(Box-labeled dataset extracts)
....................
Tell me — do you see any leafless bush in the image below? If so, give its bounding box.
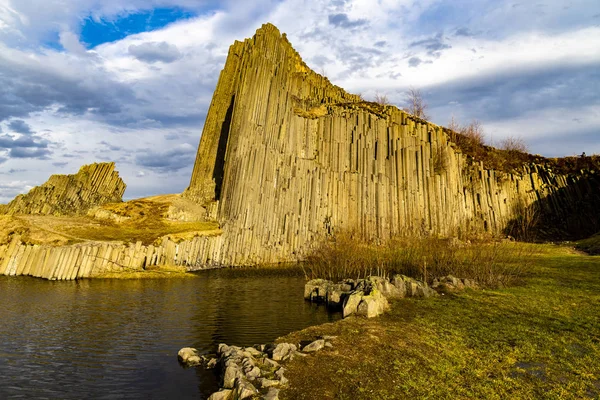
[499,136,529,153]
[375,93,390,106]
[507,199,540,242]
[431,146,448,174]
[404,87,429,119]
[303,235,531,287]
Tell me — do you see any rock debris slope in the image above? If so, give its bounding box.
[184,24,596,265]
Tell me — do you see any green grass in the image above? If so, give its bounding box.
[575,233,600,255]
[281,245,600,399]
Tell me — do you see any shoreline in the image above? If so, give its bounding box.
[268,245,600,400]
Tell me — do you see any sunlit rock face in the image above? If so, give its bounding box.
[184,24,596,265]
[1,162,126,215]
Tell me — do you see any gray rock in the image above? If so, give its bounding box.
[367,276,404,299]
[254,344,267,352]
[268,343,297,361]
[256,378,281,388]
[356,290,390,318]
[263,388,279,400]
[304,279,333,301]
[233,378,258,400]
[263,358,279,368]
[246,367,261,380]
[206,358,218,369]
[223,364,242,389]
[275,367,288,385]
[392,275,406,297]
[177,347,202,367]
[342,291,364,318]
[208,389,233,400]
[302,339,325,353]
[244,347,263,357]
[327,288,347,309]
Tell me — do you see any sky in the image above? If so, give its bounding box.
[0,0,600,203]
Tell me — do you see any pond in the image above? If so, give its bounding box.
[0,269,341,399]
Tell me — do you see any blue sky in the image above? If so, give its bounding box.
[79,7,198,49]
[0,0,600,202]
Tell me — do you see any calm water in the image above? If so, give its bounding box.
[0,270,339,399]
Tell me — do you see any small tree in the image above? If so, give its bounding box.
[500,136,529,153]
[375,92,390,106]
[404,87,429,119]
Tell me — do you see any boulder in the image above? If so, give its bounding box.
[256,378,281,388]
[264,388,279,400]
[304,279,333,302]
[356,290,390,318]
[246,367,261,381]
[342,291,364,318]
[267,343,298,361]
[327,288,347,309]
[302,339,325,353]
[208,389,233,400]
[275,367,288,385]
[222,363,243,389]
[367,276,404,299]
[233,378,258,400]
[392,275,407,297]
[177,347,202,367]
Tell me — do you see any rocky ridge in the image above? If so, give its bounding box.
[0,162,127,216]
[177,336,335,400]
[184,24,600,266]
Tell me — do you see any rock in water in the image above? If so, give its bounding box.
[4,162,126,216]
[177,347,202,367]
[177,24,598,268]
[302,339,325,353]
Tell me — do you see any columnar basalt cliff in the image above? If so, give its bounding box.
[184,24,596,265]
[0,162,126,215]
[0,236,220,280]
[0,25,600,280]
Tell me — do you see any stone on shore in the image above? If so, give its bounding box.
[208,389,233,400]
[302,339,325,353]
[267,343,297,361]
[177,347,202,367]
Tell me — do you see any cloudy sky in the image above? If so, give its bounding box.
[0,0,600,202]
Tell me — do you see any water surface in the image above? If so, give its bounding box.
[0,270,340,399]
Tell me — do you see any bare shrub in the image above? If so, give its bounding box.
....................
* Instructions to follow:
Starting with the line that contains "Tell me — do you see any cloudy" and going on through the end of the items, write out every line again, with each bounding box coordinate in the answers offset by -63.

* Solved exercise:
Tell me — do you see any cloudy sky in the image above? If so, give its bounding box.
[-63,-63,537,139]
Tell me — do you see any water surface in the image above? If so, give its bounding box.
[-63,207,277,336]
Tell me — do you see any bare shrub in the image above? If so, give its bounding box.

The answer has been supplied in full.